**СУТЬ ЗАДАНИЯ**
Перепишите без изменений часть выступления о магистральных трубопроводах, начиная со слов «В этой связи» и до слов «производителей и потребителей.» включительно.

**ВЫБРАННЫЙ ФРАГМЕНТ**
Выступление исполнительного директора АНО «Центр политических технологий «ПолитКонтакт»» Андрея Медведева в ходе International Conference on International System, Regional Developments & Foreign Policy of IRI
Тегеран, 2-3 марта 2015
Значение масштабных проектов по строительству магистральных трубопроводов выходит далеко за рамки экономики. Реализация таких проектов зачастую осуществляется не столько в интересах экспортеров энергоресурсов, сколько в соответствии с планами и расчетами глобальных геополитических игроков, прежде всего, США. Вашингтон стремится установить контроль над стратегическими маршрутами транспортировки углеводородов, пытаясь таким образом получить дополнительные преимущества в отношениях с Россией, ЕС и Китаем.
В этой связи представляется несколько искусственным и неточным термин «война трубопроводов», который в последнее время приобрел широкую популярность. Под ним, как правило, подразумевается, что некие международные или региональные газопроводные проекты входят друг с другом в противоречие, а то и в конфликт, в основе которого лежат экономические интересы производителей и потребителей.

**ИСХОДНЫЕ ДАННЫЕ**

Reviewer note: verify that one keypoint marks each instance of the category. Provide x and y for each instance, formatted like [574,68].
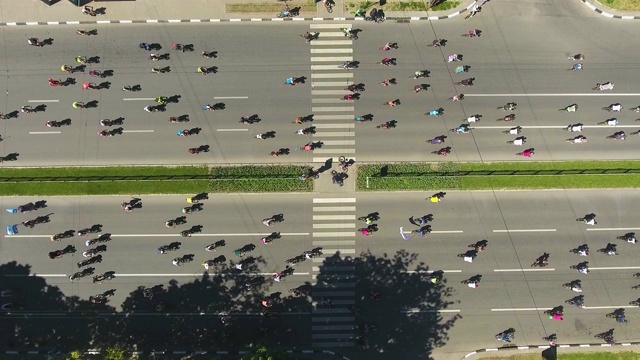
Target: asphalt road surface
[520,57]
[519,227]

**ПОЛНЫЙ ОТВЕТ**
В этой связи представляется несколько искусственным и неточным термин «война трубопроводов», который в последнее время приобрел широкую популярность. Под ним, как правило, подразумевается, что некие международные или региональные газопроводные проекты входят друг с другом в противоречие, а то и в конфликт, в основе которого лежат экономические интересы производителей и потребителей.